[Records from a data collection]
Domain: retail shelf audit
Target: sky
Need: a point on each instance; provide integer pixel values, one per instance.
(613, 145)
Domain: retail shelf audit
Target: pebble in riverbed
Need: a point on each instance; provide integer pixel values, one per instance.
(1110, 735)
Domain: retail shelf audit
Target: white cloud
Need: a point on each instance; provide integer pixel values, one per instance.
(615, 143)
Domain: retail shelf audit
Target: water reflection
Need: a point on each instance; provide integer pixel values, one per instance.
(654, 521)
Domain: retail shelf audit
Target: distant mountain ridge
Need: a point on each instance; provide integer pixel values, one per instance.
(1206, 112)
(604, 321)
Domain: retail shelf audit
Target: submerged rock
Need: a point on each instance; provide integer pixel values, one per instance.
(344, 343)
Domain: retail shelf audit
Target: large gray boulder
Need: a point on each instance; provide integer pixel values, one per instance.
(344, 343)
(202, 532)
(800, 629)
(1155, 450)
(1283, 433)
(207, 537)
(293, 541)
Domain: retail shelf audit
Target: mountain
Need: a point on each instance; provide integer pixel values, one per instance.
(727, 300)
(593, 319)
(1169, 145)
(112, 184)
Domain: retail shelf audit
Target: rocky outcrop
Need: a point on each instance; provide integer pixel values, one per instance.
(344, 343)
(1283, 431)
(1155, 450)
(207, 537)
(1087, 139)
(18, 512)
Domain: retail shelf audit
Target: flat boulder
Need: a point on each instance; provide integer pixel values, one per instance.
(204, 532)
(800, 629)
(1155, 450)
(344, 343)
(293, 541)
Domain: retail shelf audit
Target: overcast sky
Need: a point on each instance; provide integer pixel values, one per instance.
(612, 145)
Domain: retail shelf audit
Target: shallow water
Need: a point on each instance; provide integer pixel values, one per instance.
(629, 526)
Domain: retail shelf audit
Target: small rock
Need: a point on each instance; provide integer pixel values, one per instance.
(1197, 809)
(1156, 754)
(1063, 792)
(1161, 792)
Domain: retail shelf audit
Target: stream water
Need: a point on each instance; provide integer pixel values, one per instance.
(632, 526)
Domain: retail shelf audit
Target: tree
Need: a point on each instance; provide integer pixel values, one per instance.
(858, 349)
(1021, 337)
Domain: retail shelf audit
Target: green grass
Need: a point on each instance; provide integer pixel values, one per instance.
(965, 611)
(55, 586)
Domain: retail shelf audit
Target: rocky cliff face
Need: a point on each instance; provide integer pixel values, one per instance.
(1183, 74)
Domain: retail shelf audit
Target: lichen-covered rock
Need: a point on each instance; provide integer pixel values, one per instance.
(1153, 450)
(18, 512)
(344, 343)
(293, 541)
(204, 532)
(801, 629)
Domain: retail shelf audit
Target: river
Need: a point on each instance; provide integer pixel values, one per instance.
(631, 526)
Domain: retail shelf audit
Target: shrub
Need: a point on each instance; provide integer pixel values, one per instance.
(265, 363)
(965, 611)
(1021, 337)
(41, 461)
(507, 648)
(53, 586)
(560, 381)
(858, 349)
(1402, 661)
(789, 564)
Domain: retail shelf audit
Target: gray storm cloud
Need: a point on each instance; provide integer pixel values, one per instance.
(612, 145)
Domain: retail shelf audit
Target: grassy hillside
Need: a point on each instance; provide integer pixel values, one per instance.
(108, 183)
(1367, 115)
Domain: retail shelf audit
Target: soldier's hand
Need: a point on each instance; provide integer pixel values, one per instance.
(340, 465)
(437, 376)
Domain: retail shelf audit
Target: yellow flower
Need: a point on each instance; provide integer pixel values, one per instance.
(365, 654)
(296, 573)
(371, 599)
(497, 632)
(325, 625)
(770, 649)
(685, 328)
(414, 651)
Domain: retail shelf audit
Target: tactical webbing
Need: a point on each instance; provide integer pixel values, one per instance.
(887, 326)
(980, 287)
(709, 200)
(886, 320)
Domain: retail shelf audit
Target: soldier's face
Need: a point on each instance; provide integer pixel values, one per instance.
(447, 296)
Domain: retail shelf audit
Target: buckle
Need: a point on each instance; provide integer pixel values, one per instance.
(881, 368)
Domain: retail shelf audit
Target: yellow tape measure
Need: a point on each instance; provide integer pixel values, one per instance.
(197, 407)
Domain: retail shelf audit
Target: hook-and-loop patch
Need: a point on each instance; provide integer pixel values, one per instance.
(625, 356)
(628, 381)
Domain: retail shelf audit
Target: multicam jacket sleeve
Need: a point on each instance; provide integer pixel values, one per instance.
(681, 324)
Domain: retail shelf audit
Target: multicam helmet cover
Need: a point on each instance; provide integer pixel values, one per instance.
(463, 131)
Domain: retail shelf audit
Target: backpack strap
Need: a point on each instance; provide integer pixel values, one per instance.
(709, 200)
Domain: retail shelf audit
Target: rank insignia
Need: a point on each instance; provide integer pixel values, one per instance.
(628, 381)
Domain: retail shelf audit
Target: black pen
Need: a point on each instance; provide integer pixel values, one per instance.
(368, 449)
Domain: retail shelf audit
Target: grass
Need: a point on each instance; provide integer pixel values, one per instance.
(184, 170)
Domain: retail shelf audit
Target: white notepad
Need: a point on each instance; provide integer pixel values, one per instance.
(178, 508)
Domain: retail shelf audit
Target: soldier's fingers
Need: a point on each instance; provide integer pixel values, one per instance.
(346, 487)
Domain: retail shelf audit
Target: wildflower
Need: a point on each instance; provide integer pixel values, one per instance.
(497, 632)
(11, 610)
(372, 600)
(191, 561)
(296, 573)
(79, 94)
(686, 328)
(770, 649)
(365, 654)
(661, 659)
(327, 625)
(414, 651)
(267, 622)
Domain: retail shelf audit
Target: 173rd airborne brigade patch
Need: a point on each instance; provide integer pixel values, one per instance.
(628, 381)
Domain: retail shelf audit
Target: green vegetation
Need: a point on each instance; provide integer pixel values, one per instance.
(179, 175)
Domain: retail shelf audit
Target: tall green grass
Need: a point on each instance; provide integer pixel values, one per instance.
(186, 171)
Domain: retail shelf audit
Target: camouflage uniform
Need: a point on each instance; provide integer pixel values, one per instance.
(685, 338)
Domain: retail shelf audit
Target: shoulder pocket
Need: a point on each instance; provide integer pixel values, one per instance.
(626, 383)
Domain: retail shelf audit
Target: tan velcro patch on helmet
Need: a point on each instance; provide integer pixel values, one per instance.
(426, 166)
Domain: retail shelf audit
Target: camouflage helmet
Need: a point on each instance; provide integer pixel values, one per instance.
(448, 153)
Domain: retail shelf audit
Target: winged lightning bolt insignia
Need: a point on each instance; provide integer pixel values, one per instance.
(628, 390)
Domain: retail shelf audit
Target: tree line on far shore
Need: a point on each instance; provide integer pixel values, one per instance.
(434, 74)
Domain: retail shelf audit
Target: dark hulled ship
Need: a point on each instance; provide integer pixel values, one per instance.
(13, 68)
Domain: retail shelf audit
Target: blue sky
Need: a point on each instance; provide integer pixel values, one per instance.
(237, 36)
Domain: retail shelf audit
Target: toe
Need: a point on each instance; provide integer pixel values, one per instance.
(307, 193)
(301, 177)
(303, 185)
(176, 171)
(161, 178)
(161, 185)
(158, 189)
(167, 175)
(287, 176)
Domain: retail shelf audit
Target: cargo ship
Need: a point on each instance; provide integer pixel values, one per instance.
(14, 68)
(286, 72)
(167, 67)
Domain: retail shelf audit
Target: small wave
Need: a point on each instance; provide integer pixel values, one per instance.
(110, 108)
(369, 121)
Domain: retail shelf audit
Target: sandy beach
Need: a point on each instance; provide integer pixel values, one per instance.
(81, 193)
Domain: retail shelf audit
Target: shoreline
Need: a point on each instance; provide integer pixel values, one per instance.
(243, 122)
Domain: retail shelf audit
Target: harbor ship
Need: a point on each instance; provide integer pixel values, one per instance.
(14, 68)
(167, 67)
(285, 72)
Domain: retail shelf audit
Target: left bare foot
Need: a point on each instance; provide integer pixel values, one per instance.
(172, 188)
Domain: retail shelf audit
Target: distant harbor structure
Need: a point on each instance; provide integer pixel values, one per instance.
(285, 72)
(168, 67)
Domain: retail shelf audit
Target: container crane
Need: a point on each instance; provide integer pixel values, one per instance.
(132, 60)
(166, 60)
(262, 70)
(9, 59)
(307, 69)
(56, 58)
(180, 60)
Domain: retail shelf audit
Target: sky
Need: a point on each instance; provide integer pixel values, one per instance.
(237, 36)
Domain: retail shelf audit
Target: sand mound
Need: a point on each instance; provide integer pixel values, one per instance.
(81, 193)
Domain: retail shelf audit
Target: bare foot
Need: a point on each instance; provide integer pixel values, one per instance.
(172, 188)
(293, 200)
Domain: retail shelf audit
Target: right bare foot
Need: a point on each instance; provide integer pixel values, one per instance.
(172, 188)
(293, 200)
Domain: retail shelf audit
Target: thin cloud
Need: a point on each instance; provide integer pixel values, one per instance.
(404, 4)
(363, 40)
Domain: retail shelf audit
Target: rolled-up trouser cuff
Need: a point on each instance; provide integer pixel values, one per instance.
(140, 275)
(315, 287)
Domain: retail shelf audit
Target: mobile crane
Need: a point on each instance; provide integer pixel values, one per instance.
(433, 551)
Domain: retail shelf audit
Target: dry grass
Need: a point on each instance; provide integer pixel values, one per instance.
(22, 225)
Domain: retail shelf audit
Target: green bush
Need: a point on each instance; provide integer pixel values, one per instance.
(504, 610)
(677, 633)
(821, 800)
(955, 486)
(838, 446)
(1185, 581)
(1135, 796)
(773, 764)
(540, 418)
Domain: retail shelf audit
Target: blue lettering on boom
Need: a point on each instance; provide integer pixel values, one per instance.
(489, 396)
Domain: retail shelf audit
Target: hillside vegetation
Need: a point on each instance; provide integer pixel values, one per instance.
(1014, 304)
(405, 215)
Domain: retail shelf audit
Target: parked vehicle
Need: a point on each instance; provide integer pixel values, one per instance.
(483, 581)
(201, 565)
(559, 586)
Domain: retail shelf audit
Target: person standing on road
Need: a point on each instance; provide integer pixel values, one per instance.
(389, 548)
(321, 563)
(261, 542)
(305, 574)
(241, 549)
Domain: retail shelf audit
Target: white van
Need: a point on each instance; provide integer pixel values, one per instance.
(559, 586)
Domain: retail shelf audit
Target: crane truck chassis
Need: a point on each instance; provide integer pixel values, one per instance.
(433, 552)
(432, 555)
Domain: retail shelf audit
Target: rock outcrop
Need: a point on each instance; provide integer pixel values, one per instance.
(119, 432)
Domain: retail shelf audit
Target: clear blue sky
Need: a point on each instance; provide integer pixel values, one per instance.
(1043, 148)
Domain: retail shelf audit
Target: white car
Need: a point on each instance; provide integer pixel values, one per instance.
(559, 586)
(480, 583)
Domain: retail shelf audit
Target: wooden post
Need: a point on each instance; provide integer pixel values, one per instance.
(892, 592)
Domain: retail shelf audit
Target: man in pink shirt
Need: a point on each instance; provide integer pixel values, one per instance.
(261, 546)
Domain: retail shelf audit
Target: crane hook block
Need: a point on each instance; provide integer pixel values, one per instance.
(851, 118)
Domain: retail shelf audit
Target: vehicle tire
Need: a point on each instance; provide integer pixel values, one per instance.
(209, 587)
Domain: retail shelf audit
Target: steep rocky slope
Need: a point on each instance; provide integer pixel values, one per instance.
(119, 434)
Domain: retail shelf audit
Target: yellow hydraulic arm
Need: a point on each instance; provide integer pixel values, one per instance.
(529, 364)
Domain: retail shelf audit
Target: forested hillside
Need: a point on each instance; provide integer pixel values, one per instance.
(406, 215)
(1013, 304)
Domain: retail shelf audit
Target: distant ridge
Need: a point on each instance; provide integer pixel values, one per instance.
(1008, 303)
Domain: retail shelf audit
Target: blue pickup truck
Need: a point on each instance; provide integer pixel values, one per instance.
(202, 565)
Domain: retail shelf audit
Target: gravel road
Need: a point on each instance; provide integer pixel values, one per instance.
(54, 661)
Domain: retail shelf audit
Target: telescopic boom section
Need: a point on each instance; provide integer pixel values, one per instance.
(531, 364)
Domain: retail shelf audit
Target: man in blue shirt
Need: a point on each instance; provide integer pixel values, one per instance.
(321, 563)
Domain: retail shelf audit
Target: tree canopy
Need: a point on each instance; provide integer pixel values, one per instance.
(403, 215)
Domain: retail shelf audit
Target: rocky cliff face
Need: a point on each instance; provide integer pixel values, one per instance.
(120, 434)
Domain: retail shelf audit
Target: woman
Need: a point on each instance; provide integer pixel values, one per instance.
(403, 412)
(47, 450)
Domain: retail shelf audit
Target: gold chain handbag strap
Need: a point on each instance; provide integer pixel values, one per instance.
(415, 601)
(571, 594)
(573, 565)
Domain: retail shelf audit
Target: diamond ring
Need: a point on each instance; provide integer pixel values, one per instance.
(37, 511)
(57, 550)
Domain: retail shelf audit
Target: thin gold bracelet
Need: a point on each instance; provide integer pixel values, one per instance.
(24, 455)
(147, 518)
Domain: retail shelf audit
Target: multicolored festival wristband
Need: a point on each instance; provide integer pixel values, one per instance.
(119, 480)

**Directions:** Wherever the word "strap" appears in the entries above, copy that whole line.

**Final answer:**
Target: backpack strap
Target: gold chain handbag strap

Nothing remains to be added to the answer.